Task statement: Pull out each line of the records that contains the word "jacket" and list those lines.

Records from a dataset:

——

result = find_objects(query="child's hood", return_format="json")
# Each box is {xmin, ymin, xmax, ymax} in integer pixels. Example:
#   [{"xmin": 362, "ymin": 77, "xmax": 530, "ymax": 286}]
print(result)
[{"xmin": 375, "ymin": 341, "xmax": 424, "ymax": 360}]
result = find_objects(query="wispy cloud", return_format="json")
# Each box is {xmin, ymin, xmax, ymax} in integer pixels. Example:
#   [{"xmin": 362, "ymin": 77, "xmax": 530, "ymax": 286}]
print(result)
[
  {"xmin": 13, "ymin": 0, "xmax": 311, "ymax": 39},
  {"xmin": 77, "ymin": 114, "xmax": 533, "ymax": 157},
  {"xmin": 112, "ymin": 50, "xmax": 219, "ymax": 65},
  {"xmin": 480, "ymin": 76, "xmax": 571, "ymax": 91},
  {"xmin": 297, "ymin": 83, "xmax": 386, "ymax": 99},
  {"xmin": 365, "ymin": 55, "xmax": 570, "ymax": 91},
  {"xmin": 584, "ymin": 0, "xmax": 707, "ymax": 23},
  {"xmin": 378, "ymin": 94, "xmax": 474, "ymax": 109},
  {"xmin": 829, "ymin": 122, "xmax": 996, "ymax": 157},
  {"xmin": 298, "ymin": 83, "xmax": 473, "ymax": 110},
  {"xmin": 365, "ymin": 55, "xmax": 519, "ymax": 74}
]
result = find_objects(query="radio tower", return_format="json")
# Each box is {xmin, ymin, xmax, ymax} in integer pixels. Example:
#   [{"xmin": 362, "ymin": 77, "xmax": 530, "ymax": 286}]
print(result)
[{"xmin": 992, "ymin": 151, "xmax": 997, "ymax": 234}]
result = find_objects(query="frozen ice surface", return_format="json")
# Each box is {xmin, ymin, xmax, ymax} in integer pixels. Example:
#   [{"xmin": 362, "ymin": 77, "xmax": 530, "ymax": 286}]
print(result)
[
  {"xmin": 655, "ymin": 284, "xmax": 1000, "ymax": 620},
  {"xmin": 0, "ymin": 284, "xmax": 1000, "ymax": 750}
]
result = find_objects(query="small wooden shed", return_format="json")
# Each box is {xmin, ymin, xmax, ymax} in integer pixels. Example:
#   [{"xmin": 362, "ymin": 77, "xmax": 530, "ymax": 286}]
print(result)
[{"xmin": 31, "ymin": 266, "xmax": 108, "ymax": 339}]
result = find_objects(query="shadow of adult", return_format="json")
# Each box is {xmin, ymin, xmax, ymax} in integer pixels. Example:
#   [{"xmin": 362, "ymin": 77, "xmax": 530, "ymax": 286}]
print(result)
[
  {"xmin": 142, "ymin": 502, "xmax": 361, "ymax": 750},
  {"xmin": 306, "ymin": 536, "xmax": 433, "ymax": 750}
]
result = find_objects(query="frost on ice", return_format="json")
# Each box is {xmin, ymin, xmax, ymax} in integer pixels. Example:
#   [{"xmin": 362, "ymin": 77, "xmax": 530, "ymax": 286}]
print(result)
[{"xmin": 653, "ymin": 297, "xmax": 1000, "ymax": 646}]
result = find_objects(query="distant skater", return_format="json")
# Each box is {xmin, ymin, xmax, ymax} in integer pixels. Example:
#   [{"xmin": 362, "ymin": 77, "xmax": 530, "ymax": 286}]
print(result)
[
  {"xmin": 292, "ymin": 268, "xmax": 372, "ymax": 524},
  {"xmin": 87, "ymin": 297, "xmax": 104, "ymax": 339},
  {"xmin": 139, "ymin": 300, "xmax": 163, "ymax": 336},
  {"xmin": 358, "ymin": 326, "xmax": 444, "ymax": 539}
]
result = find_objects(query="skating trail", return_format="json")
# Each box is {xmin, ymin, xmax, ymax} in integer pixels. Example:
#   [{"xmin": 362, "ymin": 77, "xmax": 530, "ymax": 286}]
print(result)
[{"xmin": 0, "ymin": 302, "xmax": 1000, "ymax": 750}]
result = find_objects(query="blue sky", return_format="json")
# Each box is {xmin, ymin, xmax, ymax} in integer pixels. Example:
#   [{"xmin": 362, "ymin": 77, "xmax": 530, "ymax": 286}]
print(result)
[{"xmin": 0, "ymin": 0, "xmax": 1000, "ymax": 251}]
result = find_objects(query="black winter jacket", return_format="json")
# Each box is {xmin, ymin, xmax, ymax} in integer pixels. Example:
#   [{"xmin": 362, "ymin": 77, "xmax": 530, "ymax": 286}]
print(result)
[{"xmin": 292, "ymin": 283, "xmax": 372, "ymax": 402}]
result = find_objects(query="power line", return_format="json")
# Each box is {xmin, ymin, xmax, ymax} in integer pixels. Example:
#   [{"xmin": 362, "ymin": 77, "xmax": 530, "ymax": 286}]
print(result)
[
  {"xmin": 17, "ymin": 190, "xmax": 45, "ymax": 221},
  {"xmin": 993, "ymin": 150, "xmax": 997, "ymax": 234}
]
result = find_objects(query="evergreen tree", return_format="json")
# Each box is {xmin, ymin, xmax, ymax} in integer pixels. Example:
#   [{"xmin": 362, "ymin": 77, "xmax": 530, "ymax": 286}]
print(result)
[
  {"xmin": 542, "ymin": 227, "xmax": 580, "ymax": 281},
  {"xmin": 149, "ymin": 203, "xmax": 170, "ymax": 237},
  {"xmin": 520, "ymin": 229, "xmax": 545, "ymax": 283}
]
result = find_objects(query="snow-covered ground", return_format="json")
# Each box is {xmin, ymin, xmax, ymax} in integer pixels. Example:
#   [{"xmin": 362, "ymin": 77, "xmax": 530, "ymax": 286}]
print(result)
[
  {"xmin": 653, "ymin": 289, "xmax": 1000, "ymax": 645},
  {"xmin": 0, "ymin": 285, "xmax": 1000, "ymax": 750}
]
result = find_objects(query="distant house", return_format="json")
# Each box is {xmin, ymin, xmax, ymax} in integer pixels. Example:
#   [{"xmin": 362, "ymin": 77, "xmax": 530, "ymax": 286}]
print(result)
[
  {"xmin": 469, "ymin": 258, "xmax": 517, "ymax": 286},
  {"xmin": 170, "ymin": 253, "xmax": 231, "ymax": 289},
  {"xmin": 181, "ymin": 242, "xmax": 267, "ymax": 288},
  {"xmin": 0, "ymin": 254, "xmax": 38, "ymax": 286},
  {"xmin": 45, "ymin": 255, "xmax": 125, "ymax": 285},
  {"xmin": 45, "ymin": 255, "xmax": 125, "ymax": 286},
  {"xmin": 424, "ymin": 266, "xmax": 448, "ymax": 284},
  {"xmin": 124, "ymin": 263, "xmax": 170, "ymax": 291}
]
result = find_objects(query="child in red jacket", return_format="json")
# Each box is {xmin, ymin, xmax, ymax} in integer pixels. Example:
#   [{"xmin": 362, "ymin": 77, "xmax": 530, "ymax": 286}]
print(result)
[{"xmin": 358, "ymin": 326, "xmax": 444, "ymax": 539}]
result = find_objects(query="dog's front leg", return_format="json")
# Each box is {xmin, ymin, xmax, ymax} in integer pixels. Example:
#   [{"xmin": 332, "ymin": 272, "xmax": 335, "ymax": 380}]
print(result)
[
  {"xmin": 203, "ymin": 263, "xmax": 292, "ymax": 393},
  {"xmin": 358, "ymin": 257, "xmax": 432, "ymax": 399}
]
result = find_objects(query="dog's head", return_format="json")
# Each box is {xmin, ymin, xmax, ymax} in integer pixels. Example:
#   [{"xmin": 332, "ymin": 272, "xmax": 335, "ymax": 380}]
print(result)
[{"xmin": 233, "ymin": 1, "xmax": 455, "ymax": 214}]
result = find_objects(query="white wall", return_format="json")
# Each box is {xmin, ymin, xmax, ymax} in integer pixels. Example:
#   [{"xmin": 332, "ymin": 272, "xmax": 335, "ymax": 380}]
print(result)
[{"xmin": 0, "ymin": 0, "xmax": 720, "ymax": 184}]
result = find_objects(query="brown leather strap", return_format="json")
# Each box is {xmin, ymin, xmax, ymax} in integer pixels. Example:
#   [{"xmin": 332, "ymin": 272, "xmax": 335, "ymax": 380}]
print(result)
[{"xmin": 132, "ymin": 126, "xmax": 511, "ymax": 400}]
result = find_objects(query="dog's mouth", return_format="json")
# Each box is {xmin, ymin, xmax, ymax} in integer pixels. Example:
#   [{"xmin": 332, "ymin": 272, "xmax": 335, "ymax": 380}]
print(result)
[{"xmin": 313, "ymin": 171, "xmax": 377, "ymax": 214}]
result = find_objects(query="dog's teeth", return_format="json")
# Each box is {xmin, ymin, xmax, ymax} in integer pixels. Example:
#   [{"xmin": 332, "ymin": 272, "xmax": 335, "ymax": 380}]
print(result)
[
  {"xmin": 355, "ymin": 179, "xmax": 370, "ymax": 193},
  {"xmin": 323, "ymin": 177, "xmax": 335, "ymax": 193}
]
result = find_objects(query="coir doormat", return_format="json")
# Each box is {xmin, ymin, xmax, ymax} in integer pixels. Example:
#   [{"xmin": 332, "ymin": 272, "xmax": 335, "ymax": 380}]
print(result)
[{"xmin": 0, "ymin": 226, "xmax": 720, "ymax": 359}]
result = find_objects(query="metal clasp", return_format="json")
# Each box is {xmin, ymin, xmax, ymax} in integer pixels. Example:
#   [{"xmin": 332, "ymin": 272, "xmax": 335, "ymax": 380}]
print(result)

——

Written response:
result = find_objects(query="black winter jacket", return_format="json")
result = find_objects(query="child in red jacket", return_format="json")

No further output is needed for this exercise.